▸ REQUIRED ACTION 1: Using the passage about Andalusia, explain why O'Connor regarded her stay there as temporary rather than permanent.
▸ REQUIRED ACTION 2: According to the passage about Andalusia, on what date was Andalusia Farm designated a National Historic Landmark?
▸ REQUIRED ACTION 3: Translate this sentence from the passage about Andalusia into Spanish: "The home was listed on the National Register of Historic Places in 1980 and opened as a museum in 2003."

▸ PASSAGE TO READ:
* * * *

Historic house in Georgia, United States

Andalusia is a historic home once owned by Southern American author Flannery O'Connor. The estate is located in rural Georgia in Baldwin County, Georgia, approximately 4 mi northwest of Milledgeville. It comprises 544 acre, including the plantation house where O'Connor wrote some of her last and best-known fiction.

==History==
The land on which Andalusia was first built had in the mid-19th century been a working plantation of between 1,500 and 1,700 acres owned and operated by Joseph and Mary "Polly" Stovall. The plantation was worked by no less than 39 enslaved people owned by Stovall. After Polly Stovall's death, the estate was purchased at a public auction by sometime mayor of Milledgeville, Nathan Hawkins, and later sold to Col. Thomas Johnson of Kentucky in 1870. Hawkins had 100 enslaved people working the property, many of whom were sold at the auction block next to the Presbyterian Church in Milledgeville.

In 1951, Flannery O'Connor returned to her home state of Georgia, where she had grown up, after being diagnosed with a form of lupus. She first lived in the family home of her mother, Regina, on Greene Street in Milledgeville, then owned by her uncles Louis and Bernard Cline. There, she finished her manuscript for her novel Wise Blood and, with her health improving, she moved with her mother to Andalusia, then still a working farm. She had visited the home every summer in her childhood. Her mother had jointly inherited the 544-acre property along with her brother Louis Cline from their uncle.

O'Connor saw her time at Andalusia as a temporary place to restore her health, not as a permanent home, though her health still fluctuated. As she wrote to editor Robert Giroux, "I am up and around again now but won't be well enough to go back to Connecticut for some time." She hosted several visitors, including Jesuit priest Fr. James McCown, who became a close friend and spiritual mentor, and writer Katherine Anne Porter.

Even so, she sometimes felt isolated from the active literary culture which she hoped to join and lamented the boredom of her life at the farm: "This season we have had three peachickens hatch and have killed one rattlesnake. Otherwise nothing goes on around here." Nevertheless, she found her experience there was an influence on her writing. The bulk of her life's work was written there and several of her short stories are set in the area, including "The Displaced Person", which scholars identify as the one which closest resembles the farm. She died in the hospital in nearby Milledgeville in August, 1964.

==Modern history==
It is believed that novelist John Kennedy Toole attempted to visit the house shortly before his suicide in 1969, though the home was not then open to the public.

The home was listed on the National Register of Historic Places in 1980 and opened as a museum in 2003. The estate is currently maintained by The Andalusia Foundation, Inc.

In August 2017, the Georgia College and State University accepted the donation of Andalusia. Matthew Davis, director of the historic Old Governor's Mansion, said the university plans to restore and preserve the farm.

Andalusia Farm was designated a National Historic Landmark on February 24, 2022.

* * * *

Stored items:
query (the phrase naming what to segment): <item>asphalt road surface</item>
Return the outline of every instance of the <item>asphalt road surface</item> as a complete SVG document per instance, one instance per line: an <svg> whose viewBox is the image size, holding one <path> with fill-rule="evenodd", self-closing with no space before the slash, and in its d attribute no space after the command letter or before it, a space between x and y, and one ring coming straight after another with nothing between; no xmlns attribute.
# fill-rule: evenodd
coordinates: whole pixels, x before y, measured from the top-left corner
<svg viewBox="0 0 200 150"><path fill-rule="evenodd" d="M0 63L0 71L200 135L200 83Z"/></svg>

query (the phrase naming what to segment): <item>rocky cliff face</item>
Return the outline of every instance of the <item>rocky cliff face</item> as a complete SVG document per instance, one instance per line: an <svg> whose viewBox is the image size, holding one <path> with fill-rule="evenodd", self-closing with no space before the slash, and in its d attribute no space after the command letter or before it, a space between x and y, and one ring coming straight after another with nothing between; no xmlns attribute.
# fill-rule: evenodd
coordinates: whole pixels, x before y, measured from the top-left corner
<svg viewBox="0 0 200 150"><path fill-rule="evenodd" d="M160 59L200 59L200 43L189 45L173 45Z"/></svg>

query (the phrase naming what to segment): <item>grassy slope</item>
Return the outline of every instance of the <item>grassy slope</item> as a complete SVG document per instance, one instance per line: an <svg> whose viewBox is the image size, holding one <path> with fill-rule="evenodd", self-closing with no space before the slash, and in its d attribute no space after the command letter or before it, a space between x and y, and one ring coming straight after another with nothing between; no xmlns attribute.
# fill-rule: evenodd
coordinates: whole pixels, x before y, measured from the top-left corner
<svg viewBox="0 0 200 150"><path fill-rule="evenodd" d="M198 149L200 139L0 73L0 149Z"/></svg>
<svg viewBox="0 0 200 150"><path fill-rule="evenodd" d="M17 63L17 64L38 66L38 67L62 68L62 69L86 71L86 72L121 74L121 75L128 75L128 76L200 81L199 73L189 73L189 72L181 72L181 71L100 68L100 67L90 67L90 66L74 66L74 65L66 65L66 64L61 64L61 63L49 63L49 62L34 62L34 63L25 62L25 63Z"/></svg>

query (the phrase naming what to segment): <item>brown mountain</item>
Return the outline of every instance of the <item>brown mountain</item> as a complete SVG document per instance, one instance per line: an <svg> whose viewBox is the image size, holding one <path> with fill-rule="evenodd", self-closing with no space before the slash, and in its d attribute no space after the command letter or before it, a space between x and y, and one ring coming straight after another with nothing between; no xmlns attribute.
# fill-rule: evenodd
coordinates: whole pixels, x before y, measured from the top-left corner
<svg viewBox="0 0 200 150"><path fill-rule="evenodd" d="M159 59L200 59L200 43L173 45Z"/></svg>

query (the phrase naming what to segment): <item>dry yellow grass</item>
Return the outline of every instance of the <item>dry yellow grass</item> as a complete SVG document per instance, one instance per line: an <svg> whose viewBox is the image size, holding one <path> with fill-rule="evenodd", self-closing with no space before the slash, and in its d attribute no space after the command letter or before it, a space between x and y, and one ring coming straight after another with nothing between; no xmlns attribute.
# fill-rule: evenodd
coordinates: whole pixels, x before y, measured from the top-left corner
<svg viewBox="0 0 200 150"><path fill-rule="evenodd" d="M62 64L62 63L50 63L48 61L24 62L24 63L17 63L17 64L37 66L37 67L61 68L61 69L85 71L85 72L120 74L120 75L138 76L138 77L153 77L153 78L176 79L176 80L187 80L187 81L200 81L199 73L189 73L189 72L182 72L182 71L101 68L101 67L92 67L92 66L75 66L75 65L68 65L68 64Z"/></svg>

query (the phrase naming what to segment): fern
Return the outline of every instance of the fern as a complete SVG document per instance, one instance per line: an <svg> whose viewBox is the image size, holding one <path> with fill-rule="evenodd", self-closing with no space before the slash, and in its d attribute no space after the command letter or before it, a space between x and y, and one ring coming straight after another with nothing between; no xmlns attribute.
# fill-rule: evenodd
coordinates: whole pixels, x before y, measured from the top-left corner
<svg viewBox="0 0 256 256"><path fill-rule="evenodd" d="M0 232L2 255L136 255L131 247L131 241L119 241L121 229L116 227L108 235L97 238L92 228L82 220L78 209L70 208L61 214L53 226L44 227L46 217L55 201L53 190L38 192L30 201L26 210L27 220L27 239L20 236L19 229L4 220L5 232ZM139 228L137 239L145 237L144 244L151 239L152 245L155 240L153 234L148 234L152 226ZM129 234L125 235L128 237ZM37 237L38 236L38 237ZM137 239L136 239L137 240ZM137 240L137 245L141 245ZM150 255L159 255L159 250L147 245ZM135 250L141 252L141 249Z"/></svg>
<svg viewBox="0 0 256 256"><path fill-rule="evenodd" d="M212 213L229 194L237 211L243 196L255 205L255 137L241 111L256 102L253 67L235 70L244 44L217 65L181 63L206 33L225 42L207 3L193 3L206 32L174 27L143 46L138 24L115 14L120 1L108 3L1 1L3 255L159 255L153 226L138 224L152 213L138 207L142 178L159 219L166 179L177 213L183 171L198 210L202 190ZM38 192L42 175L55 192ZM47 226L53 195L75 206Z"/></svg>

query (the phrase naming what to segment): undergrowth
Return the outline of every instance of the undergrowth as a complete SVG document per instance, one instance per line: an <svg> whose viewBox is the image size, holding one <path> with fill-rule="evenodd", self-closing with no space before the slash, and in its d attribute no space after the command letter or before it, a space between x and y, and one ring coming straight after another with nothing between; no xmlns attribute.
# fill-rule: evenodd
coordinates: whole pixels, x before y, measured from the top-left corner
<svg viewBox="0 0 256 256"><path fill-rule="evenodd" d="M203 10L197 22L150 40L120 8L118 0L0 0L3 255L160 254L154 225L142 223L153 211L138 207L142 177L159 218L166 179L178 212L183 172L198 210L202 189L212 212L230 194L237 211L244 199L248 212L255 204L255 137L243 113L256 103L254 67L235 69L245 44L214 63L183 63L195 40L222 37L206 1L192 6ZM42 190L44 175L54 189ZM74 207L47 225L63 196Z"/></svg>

* * * *

▸ OUTPUT 1: She saw Andalusia as a place to restore her health after her lupus diagnosis, not as a permanent home. Her letter to Robert Giroux shows that she expected to go back to Connecticut once she was well enough.

▸ OUTPUT 2: February 24, 2022.

▸ OUTPUT 3: La casa fue inscrita en el Registro Nacional de Lugares Históricos en 1980 y abrió como museo en 2003.